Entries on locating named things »

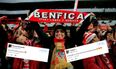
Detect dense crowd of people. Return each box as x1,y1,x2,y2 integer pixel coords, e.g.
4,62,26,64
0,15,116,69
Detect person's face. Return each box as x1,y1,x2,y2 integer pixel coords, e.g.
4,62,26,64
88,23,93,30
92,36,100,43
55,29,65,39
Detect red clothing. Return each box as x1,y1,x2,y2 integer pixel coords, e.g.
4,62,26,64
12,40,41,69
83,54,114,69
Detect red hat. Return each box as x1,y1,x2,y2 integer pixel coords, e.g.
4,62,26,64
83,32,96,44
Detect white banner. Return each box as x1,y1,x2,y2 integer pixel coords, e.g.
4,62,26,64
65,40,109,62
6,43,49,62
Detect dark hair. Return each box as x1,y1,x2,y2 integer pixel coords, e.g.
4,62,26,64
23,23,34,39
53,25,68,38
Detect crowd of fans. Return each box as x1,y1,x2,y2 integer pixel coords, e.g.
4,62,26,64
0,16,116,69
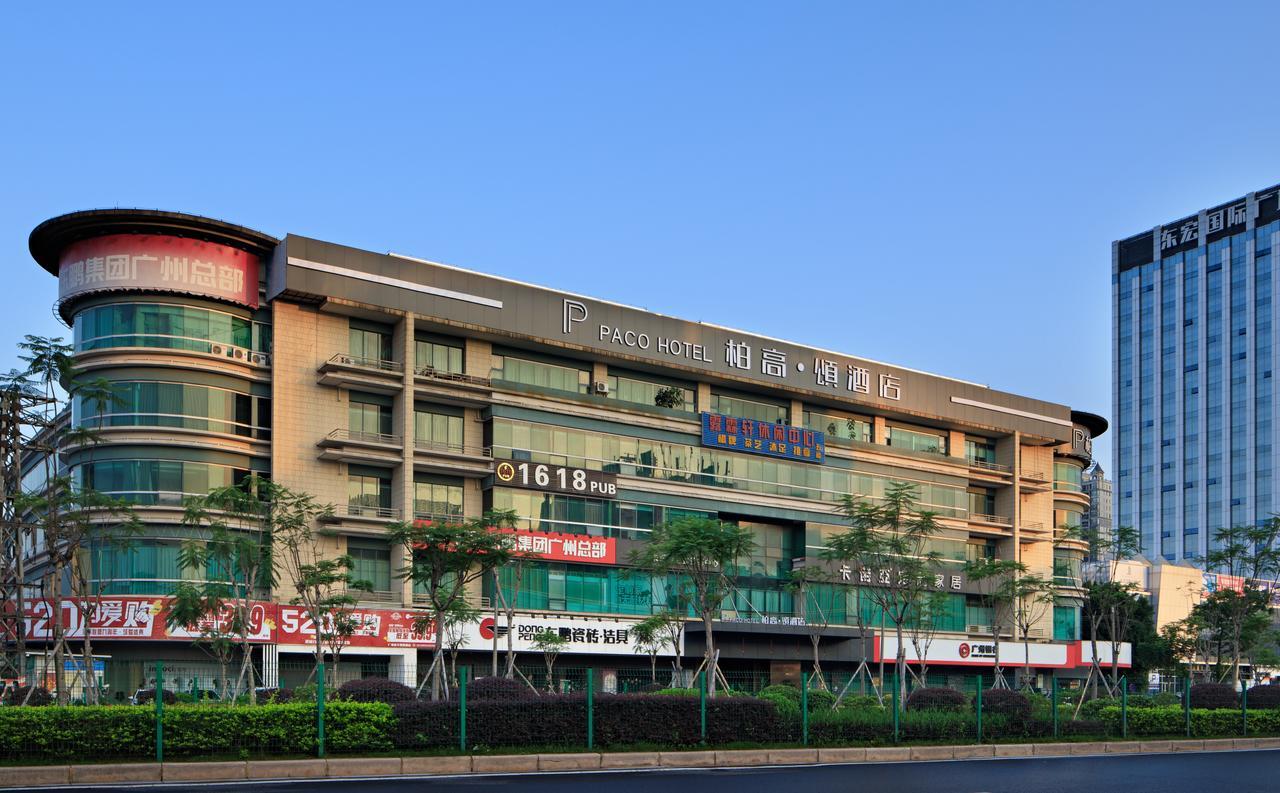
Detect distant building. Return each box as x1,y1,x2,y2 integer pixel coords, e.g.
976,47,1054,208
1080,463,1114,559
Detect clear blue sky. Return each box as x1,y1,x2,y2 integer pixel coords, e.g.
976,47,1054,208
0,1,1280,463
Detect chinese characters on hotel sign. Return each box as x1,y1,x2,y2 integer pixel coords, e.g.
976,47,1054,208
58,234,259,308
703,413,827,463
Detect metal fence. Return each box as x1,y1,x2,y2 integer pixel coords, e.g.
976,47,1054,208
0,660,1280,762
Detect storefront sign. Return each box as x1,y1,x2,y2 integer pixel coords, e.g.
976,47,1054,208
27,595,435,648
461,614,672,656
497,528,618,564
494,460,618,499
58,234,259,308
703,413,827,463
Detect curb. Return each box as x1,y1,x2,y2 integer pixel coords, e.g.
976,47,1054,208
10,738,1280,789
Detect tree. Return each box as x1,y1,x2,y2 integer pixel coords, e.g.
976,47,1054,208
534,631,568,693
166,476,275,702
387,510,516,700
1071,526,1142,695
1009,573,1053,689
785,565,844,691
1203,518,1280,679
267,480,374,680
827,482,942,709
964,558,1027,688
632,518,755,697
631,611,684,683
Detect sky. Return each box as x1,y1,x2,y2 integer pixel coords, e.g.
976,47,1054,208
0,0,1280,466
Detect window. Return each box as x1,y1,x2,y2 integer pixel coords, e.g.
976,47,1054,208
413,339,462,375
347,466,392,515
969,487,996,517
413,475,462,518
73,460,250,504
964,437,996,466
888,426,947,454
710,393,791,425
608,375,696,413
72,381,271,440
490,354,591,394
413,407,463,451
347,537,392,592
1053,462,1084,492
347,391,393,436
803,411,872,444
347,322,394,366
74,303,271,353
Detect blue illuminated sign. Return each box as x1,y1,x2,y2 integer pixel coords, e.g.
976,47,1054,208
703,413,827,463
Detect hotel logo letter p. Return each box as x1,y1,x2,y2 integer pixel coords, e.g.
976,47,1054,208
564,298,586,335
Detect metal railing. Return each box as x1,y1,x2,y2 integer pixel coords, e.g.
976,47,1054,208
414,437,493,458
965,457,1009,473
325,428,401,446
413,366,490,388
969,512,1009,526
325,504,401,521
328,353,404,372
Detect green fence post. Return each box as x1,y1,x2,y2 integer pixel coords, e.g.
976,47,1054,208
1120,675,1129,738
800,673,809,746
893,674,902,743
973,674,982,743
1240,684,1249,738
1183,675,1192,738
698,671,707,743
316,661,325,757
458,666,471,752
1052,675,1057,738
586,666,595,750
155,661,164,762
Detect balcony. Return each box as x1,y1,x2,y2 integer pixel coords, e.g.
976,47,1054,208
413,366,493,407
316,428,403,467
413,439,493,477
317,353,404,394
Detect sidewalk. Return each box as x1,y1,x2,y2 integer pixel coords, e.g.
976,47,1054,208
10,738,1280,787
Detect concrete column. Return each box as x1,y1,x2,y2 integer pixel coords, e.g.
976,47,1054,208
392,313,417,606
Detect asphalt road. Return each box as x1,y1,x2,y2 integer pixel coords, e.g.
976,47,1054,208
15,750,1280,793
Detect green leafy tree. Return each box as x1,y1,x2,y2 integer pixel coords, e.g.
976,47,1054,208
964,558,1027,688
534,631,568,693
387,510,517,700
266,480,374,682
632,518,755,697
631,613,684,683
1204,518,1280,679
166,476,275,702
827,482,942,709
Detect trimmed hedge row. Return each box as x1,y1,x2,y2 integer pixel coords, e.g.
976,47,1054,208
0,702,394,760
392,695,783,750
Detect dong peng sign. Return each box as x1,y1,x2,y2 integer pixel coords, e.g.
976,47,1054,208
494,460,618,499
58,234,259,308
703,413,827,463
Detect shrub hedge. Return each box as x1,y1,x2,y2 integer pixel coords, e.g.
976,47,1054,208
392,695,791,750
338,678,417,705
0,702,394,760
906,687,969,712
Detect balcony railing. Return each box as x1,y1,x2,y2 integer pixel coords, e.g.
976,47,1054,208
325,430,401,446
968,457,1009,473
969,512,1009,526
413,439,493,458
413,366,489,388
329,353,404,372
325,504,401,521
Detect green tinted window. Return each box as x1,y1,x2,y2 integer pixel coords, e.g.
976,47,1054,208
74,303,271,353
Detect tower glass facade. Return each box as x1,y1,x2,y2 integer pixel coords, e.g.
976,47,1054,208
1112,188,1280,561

The exercise » Output every line of the items above as a Markdown table with the columns Row and Line, numbering the rows and omitting blank lines. Leave the pictures out.

Problem solution »
| Row | Line |
|---|---|
| 1 | Detect dense crowd of people. Return each box as x1,y1,x2,y2 integer pixel coords, e.g. |
| 2 | 4,62,26,64 |
| 3 | 0,15,116,69 |
| 4 | Detect person's face. Return each box as x1,y1,x2,y2 integer pixel coords, e.g. |
| 5 | 4,62,26,64 |
| 6 | 88,23,93,30 |
| 7 | 92,36,100,43 |
| 8 | 55,29,65,39 |
| 9 | Detect red clothing. Return each box as x1,y1,x2,y2 integer pixel coords, e.g. |
| 10 | 4,62,26,64 |
| 11 | 12,40,41,69 |
| 12 | 83,54,114,69 |
| 13 | Detect red hat. Return each box as x1,y1,x2,y2 integer pixel coords, e.g. |
| 14 | 4,62,26,64 |
| 15 | 83,32,96,44 |
| 16 | Detect white banner. Return each box as x1,y1,x2,y2 integer pixel coords, e.g. |
| 17 | 4,62,26,64 |
| 18 | 65,40,109,62 |
| 19 | 6,43,49,62 |
| 20 | Detect dark hair. Return each box as x1,y1,x2,y2 integer pixel coords, e.g. |
| 21 | 4,62,26,64 |
| 22 | 23,23,34,39 |
| 23 | 53,25,68,38 |
| 24 | Detect crowd of fans. Return each box as x1,y1,x2,y2 integer pixel coords, e.g. |
| 25 | 4,62,26,64 |
| 26 | 0,16,116,69 |
| 27 | Detect distant building. Return each box as x1,y1,x2,y2 integer pixel coords, e.g. |
| 28 | 976,47,1054,208 |
| 29 | 1080,463,1114,559 |
| 30 | Detect clear blue sky. Return each box as x1,y1,x2,y2 integer pixel coords, e.g. |
| 31 | 976,47,1054,208 |
| 32 | 0,1,1280,463 |
| 33 | Detect chinese characters on hotel sign. Return each box as x1,y1,x2,y2 integer pixel coords, e.g. |
| 34 | 976,47,1054,208 |
| 35 | 58,234,259,308 |
| 36 | 703,413,827,463 |
| 37 | Detect metal fence. Return each box as x1,y1,x2,y2 integer pixel coords, e.g. |
| 38 | 976,47,1054,208 |
| 39 | 0,660,1280,762 |
| 40 | Detect storefront sign. Return each box as x1,y1,x2,y2 integer pixel coords, e.g. |
| 41 | 976,47,1054,208 |
| 42 | 27,595,435,648 |
| 43 | 461,614,672,656 |
| 44 | 497,528,618,564 |
| 45 | 494,460,618,499 |
| 46 | 58,234,259,308 |
| 47 | 703,413,827,463 |
| 48 | Detect curb. Return each box as x1,y1,x2,y2 integer pixel coords, e.g. |
| 49 | 976,47,1054,208 |
| 50 | 10,738,1280,789 |
| 51 | Detect tree. Return each box as x1,y1,x2,y2 integer pixel coords, e.g. |
| 52 | 976,47,1054,208 |
| 53 | 534,631,568,693 |
| 54 | 166,476,275,702 |
| 55 | 387,510,516,700 |
| 56 | 1071,526,1142,695 |
| 57 | 1009,573,1053,689 |
| 58 | 785,565,844,691 |
| 59 | 1203,518,1280,679 |
| 60 | 267,480,374,680 |
| 61 | 827,482,942,709 |
| 62 | 964,558,1027,688 |
| 63 | 632,518,755,697 |
| 64 | 631,611,684,683 |
| 65 | Detect sky. Return each box as x1,y1,x2,y2 integer pixel coords, e.g. |
| 66 | 976,47,1054,208 |
| 67 | 0,0,1280,466 |
| 68 | Detect window. Return each box as x1,y1,x2,y2 integer pixel coords, e.g. |
| 69 | 976,47,1054,208 |
| 70 | 413,339,462,375 |
| 71 | 347,466,392,515 |
| 72 | 969,487,996,517 |
| 73 | 413,475,462,518 |
| 74 | 73,460,250,504 |
| 75 | 964,437,996,466 |
| 76 | 888,426,947,454 |
| 77 | 710,393,791,425 |
| 78 | 608,375,696,413 |
| 79 | 72,381,271,440 |
| 80 | 490,354,591,394 |
| 81 | 413,407,463,451 |
| 82 | 347,537,392,592 |
| 83 | 1053,462,1084,492 |
| 84 | 347,391,393,436 |
| 85 | 803,411,872,444 |
| 86 | 347,322,394,366 |
| 87 | 74,303,271,353 |
| 88 | Detect blue illuminated sign. Return each box as x1,y1,x2,y2 integer pixel coords, e.g. |
| 89 | 976,47,1054,208 |
| 90 | 703,413,827,463 |
| 91 | Detect hotel logo letter p. Return each box as x1,y1,x2,y2 integer pixel coords, e.g. |
| 92 | 976,47,1054,208 |
| 93 | 564,298,586,335 |
| 94 | Detect metal railing. Return each box as x1,y1,x2,y2 integer pixel coords, e.g. |
| 95 | 976,47,1054,208 |
| 96 | 414,437,493,458 |
| 97 | 965,457,1009,473 |
| 98 | 325,428,401,446 |
| 99 | 413,366,490,388 |
| 100 | 969,512,1009,526 |
| 101 | 325,504,401,521 |
| 102 | 328,353,404,372 |
| 103 | Detect green fence post. Return each box as x1,y1,x2,y2 integer pixel coords, e.g. |
| 104 | 976,47,1054,208 |
| 105 | 1120,675,1129,738 |
| 106 | 800,673,809,746 |
| 107 | 893,674,902,743 |
| 108 | 973,674,982,743 |
| 109 | 1240,684,1249,738 |
| 110 | 1183,675,1192,738 |
| 111 | 698,671,707,743 |
| 112 | 316,661,325,757 |
| 113 | 458,666,471,752 |
| 114 | 1052,675,1057,738 |
| 115 | 586,666,595,750 |
| 116 | 155,661,164,762 |
| 117 | Detect balcony. Return each box as x1,y1,x2,y2 integer pixel coords, e.g. |
| 118 | 976,47,1054,208 |
| 119 | 413,366,493,407 |
| 120 | 316,428,403,467 |
| 121 | 413,439,493,477 |
| 122 | 317,353,404,394 |
| 123 | Detect sidewalk. Return each box as x1,y1,x2,y2 integer pixel coords, e.g. |
| 124 | 976,47,1054,208 |
| 125 | 10,738,1280,787 |
| 126 | Detect concrete column. Return each box as x1,y1,x2,y2 integer pixel coords, e.g. |
| 127 | 976,47,1054,208 |
| 128 | 392,313,417,606 |
| 129 | Detect asphalt road. Return each box as x1,y1,x2,y2 integer pixel coords, e.g. |
| 130 | 976,47,1054,208 |
| 131 | 15,750,1280,793 |
| 132 | Detect green leafy tree. Return each box as x1,y1,x2,y2 integer pixel coords, e.g. |
| 133 | 976,47,1054,208 |
| 134 | 964,558,1027,688 |
| 135 | 534,631,568,693 |
| 136 | 387,510,517,700 |
| 137 | 266,480,374,682 |
| 138 | 632,518,755,697 |
| 139 | 631,613,684,683 |
| 140 | 1204,518,1280,679 |
| 141 | 166,476,275,702 |
| 142 | 827,482,942,709 |
| 143 | Detect trimmed hedge row. Return each box as x1,y1,x2,y2 integer pixel coords, e.g. |
| 144 | 976,47,1054,208 |
| 145 | 0,702,394,760 |
| 146 | 392,695,783,750 |
| 147 | Detect dong peng sign. Return each box as x1,y1,x2,y2 integer pixel coords, e.g. |
| 148 | 976,47,1054,208 |
| 149 | 494,460,618,499 |
| 150 | 58,234,259,308 |
| 151 | 703,413,827,463 |
| 152 | Detect shrub hedge. Return each box as x1,y1,x2,y2 integer pixel coords, e.g. |
| 153 | 976,47,1054,208 |
| 154 | 392,695,791,750 |
| 155 | 338,678,417,705 |
| 156 | 0,702,394,760 |
| 157 | 906,687,969,712 |
| 158 | Detect balcony railing. Return each box as x1,y1,x2,y2 integer pixel coords, e.g. |
| 159 | 976,47,1054,208 |
| 160 | 325,430,401,446 |
| 161 | 968,457,1009,473 |
| 162 | 969,512,1009,526 |
| 163 | 413,439,493,458 |
| 164 | 413,366,489,388 |
| 165 | 329,353,404,372 |
| 166 | 325,504,401,521 |
| 167 | Detect green tinted window. Return each box as x1,y1,x2,y2 integer pixel coords, e.g. |
| 168 | 976,47,1054,208 |
| 169 | 74,303,271,353 |
| 170 | Detect tower glass facade. Return each box as x1,y1,x2,y2 integer pixel coords, e.g. |
| 171 | 976,47,1054,208 |
| 172 | 1112,188,1280,561 |